** Begin **

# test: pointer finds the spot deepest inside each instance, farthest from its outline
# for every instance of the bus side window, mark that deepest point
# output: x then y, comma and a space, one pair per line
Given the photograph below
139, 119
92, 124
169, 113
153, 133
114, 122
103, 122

** End **
** Begin **

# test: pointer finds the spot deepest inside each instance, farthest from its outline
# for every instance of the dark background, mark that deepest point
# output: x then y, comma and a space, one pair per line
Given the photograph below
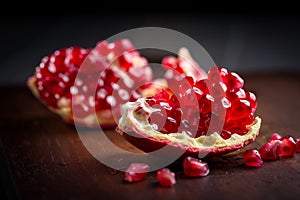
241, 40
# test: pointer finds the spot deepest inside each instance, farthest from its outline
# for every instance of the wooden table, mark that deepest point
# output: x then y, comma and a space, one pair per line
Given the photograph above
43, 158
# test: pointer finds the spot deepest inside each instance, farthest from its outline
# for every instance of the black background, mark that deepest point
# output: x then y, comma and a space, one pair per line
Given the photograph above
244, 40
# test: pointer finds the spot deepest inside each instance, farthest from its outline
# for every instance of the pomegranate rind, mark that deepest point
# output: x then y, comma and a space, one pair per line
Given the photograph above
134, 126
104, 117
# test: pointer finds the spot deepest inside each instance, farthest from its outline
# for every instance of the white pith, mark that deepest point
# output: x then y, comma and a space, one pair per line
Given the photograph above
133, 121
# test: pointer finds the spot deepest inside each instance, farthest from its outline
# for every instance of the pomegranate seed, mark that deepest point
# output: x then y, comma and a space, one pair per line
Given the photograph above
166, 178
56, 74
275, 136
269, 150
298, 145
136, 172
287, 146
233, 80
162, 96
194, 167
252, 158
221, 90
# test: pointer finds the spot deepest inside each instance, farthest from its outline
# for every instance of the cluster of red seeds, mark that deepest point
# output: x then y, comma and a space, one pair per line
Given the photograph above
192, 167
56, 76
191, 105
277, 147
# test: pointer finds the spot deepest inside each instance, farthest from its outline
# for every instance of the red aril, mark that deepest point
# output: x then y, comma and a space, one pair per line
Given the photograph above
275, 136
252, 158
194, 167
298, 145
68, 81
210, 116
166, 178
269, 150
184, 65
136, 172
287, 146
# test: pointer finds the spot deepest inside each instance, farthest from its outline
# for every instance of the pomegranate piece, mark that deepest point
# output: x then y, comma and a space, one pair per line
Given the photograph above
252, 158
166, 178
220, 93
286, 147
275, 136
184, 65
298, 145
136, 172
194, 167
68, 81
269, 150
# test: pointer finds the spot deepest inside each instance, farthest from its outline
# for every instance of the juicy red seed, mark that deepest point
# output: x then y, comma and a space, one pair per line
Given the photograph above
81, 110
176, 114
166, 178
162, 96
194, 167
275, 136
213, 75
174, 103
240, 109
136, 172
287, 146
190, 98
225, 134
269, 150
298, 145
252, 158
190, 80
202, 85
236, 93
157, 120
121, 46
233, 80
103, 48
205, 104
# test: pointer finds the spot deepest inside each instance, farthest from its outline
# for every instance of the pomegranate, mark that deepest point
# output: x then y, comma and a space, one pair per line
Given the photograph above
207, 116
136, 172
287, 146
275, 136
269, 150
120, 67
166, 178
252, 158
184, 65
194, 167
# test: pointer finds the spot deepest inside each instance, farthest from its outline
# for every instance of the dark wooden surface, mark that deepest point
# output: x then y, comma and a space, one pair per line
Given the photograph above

** End **

== What you should do ==
Locate every line in the records above that contains the word "background" and copy each of those lines, treating uppercase and lowercase as different.

== Reply to the exercise ==
# for every instance of the dark background, mark that deepest point
# for every instance of the black background, mark that deepest point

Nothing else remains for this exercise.